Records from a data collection
· · · ·

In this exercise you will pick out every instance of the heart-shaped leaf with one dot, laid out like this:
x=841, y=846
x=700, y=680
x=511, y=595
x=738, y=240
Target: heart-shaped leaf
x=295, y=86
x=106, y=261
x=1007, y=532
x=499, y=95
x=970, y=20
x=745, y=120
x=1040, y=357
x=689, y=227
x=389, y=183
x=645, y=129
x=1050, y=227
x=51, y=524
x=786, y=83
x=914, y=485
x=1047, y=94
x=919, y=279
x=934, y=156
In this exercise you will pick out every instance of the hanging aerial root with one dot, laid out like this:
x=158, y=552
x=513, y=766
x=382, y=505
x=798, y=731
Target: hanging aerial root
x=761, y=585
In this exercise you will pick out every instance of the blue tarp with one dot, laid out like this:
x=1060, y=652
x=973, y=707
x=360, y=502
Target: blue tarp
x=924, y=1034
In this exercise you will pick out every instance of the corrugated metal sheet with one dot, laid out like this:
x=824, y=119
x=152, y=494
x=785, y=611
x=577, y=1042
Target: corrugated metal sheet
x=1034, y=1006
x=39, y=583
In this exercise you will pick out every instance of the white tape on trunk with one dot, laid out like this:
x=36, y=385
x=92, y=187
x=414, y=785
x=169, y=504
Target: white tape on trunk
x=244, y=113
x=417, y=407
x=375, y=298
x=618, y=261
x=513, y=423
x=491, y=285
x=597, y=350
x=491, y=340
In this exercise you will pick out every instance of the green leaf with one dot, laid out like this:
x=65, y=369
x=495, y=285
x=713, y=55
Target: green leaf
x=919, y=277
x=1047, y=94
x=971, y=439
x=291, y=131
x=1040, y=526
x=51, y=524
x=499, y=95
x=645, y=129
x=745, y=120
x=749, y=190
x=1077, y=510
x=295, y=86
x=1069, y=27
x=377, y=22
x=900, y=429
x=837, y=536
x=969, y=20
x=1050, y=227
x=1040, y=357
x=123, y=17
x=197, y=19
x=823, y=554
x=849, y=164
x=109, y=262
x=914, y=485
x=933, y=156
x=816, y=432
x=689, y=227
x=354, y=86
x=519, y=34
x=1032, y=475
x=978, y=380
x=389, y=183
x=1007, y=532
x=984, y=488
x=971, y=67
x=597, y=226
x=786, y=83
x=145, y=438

· · · ·

Write out all of the data above again, line for line and without changing anything.

> _SOLUTION FOR THIS PROBLEM_:
In this exercise you will pick out every instance of the heart-shaped leaf with one dot, laid out like this:
x=841, y=846
x=700, y=680
x=511, y=595
x=738, y=240
Target: heart-shaped leaf
x=295, y=86
x=106, y=261
x=1007, y=532
x=499, y=95
x=970, y=20
x=745, y=120
x=1040, y=357
x=689, y=227
x=389, y=183
x=645, y=129
x=1050, y=227
x=51, y=524
x=786, y=83
x=914, y=485
x=1047, y=94
x=919, y=279
x=934, y=156
In this exercise you will pick out every instance of the hanging aerial root with one dot, laid out like this:
x=158, y=552
x=513, y=766
x=382, y=505
x=798, y=731
Target: hanging aerial root
x=761, y=585
In this exercise you will pick out every instance of the blue tarp with one dot, laid out like this:
x=1060, y=652
x=973, y=707
x=360, y=502
Target: blue tarp
x=924, y=1034
In this exercise you will pick out every instance of the corrugated metal sheet with one dot, laid out like this:
x=824, y=119
x=152, y=494
x=785, y=611
x=577, y=1042
Target: corrugated metal sheet
x=1034, y=1006
x=39, y=583
In this exercise you will pick out every instance of the white tape on trunk with one dot, laid out like this:
x=36, y=385
x=92, y=187
x=414, y=785
x=169, y=504
Target: white tape on trunk
x=244, y=113
x=417, y=407
x=375, y=298
x=618, y=261
x=513, y=423
x=491, y=285
x=597, y=350
x=491, y=340
In this exercise you will pick out every instance of the green leaf with one dot, laid out like this:
x=65, y=369
x=495, y=285
x=713, y=55
Target: green leaf
x=919, y=277
x=1047, y=94
x=971, y=439
x=291, y=131
x=1040, y=526
x=51, y=524
x=499, y=95
x=645, y=129
x=745, y=120
x=749, y=190
x=1077, y=510
x=295, y=86
x=1069, y=27
x=377, y=22
x=900, y=429
x=837, y=536
x=969, y=20
x=1050, y=227
x=1040, y=357
x=123, y=17
x=197, y=19
x=823, y=554
x=849, y=164
x=109, y=262
x=914, y=485
x=933, y=156
x=816, y=432
x=689, y=227
x=354, y=86
x=519, y=34
x=1032, y=475
x=978, y=380
x=389, y=183
x=1007, y=532
x=984, y=488
x=971, y=67
x=597, y=226
x=786, y=83
x=145, y=438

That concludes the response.